RICHIESTE
a – Estrai dal brano sul romanzo di Isabel Allende la parte che si apre con le parole contenenti "Nella sua vita" e si chiude con "si renda conto.".
b – Secondo il brano sul romanzo di Isabel Allende, in quali luoghi è ambientata la storia?

BRANO DA LEGGERE
<<<<
Commento personale: Questo è il secondo romanzo che leggo di Isabel Allende ed è stato una conferma di quanto mi entusiasmi quest’autrice. La storia è ambientata a cavallo tra il 1700 e il 1800 prima ad Haiti, poi a New Orleans e narra la vita di Tété, una tra le migliaia di schiavi costretti a lavorare per i padroni bianchi in condizioni disumane.

Nonostante il tema doloroso, ho trovato che al romanzo mancasse un po’ di intensità, perché pur affrontando spesso la situazione degli schiavi e le pratiche a cui i padroni li sottoponevano, la Allende evita di addentrarsi troppo nelle condizioni di vita di questa povera gente e rimane sempre un po’ a distanza senza permetterci di avvicinarci troppo. Questo da una parte mi ha fatto tirare un sospiro di sollievo (è davvero difficile affrontare psicologicamente certi romanzi), ma dall’altra mi sono resa conto che lei avrebbe dovuto farlo, perché ne ha le capacità, come ha ampiamente dimostrato con “La casa degli spiriti”. La forza del romanzo, si basa soprattutto sui singoli personaggi, che sono talmente vividi da saltare letteralmente fuori dalla pagina, e credo che sia stato proprio questo a far si che mi piacesse così tanto nonostante il difetto di una certa “superficialità”, anche se è sicuramente un parola un po’ troppo forte.

Nella sua vita seppur dolorosa e faticosa, Tété ha la fortuna di incontrare molte persone buone, cosa che credo nella realtà non fosse così facile, e anche di capitare nelle mani di un padrone sempre dubbioso e con poco carattere (dal punto di vista dei bianchi, ovviamente) che forse la rispetta e la teme più di quanto non si renda conto.
>>>>
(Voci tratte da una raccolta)
<<<<
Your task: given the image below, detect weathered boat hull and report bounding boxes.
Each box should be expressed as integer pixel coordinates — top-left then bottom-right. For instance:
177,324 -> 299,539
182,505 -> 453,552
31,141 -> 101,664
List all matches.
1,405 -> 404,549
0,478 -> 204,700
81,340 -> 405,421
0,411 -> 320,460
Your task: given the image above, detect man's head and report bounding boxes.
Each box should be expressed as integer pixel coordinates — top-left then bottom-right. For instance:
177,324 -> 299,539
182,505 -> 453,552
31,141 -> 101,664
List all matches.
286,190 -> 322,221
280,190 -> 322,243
>>>>
SOLUZIONI DELL'ESERCIZIO
a –
Nella sua vita seppur dolorosa e faticosa, Tété ha la fortuna di incontrare molte persone buone, cosa che credo nella realtà non fosse così facile, e anche di capitare nelle mani di un padrone sempre dubbioso e con poco carattere (dal punto di vista dei bianchi, ovviamente) che forse la rispetta e la teme più di quanto non si renda conto.

b – Prima ad Haiti, poi a New Orleans.